ポルトガルリスボン近郊の都市シントラにてポストアポカリプスSF作品『ザ・サバイバー』をモノクロで撮影している映画監督のフリードリヒは撮影監督のジョーからフィルムが尽きたこととプロデューサーのゴードンが失踪したことを知り、作品の製作を一時中断する事態に発展し、こうして撮影隊はポルトガルに留まらざるをえないことになるというプロットです。

 今作の大きなテーマは物語であると思います。

フリードリヒがホテルの食堂にてクルーたちに撮影中断を知らせるシーンでは「物語は物語の中にしか存在しない」と演説し、クルーの内の一人がそれを紙ナプキンに書き殴るショットで観客に今作のテーマを提示しているようでした。

 しかし、物語が大きなテーマの今作に私が想像する映画のストーリーはありません。

映画のストーリーといえば三幕構成のハリウッドメイドなものを私は想像しますが、今作は最初の1時間30分程ずっとポルトガルに留まってクルーたちの様子を描いています。

そしてその後にフリードリヒがロサンゼルスへ向かい、あっけなくゴードンを探し今作はあっけないラストを迎えます。

 それでは最初の1時間30分なにをしていたかという問いにフリードリヒが今作終盤で語っているようなセリフがあります。

フリードリヒはゴードンを見つけ彼と夜通しのドライブの中で「人と人との空間に映画は作られる」と語っています。

それに対してゴードンは「物語がないと映画は作れない」と反論しています。

このやりとりはヴェンダース監督がハリウッドで撮った『ハメット』の制作時に交えていそうな会話で印象的でした。

 今作は人と人との空間をずっと撮っていた作品であり、この作品で見せられていたものの中に今作の第二のテーマが浮かび上がります。

 そのテーマはモノクロ(白と黒)とカラー(色彩)だと思います。

▸ **課題内容**: 上の抽出テキストのうち、「映画のストーリーといえば三幕」で始まり「いるようなセリフがあります。」で終わる部分を、両端の語句も含めて一字一句そのまま書き写してください。

位置注記データ
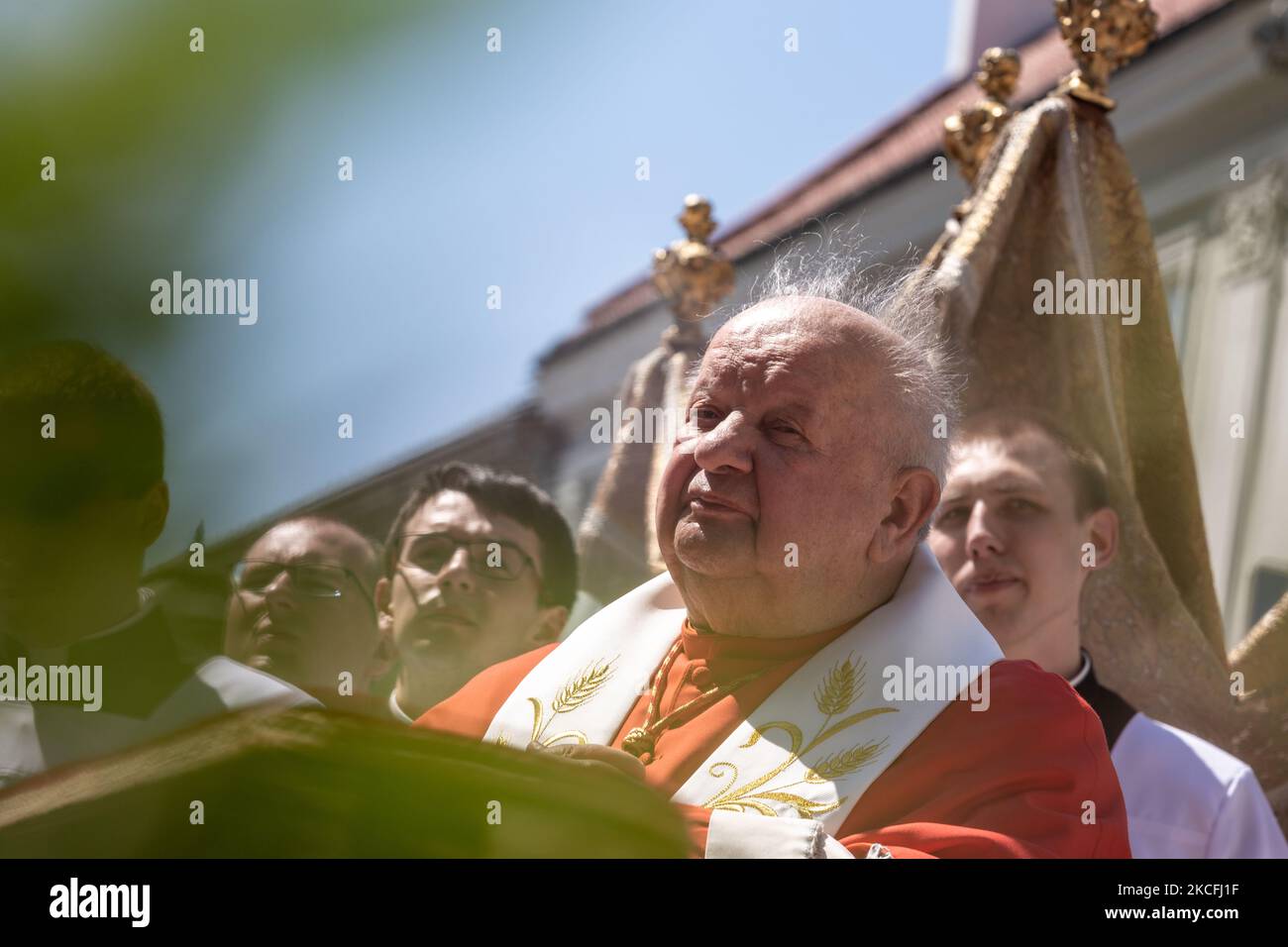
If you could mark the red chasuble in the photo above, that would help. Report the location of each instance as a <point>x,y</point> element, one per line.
<point>1014,781</point>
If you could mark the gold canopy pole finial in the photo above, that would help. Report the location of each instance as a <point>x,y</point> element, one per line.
<point>692,274</point>
<point>1103,35</point>
<point>970,133</point>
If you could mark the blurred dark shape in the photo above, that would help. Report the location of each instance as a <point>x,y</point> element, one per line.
<point>317,784</point>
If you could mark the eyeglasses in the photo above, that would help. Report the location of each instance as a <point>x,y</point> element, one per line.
<point>312,579</point>
<point>489,558</point>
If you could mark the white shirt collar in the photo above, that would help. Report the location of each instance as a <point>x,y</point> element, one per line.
<point>395,710</point>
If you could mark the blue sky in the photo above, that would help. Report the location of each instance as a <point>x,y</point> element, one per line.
<point>475,169</point>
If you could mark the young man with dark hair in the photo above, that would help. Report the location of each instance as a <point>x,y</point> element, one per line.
<point>480,567</point>
<point>303,608</point>
<point>1022,499</point>
<point>88,661</point>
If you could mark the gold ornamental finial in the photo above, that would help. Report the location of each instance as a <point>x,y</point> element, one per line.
<point>970,133</point>
<point>692,274</point>
<point>1103,35</point>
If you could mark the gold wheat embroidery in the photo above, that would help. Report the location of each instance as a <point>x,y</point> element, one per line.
<point>833,697</point>
<point>578,690</point>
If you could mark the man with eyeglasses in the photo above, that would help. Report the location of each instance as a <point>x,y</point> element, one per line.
<point>303,609</point>
<point>82,495</point>
<point>480,567</point>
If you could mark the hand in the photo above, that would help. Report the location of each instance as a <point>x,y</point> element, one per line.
<point>595,757</point>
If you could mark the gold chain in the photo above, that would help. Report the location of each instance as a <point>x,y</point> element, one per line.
<point>640,741</point>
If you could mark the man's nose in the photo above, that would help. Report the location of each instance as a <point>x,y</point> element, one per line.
<point>982,535</point>
<point>726,447</point>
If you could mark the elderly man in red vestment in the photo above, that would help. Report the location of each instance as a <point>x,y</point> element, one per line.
<point>804,682</point>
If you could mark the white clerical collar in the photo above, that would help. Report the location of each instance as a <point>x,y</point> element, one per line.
<point>1083,671</point>
<point>395,710</point>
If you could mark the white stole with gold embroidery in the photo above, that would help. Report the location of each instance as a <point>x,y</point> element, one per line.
<point>815,745</point>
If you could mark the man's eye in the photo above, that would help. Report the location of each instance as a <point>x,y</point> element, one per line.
<point>702,414</point>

▸ **解答例**:
映画のストーリーといえば三幕構成のハリウッドメイドなものを私は想像しますが、今作は最初の1時間30分程ずっとポルトガルに留まってクルーたちの様子を描いています。

そしてその後にフリードリヒがロサンゼルスへ向かい、あっけなくゴードンを探し今作はあっけないラストを迎えます。

 それでは最初の1時間30分なにをしていたかという問いにフリードリヒが今作終盤で語っているようなセリフがあります。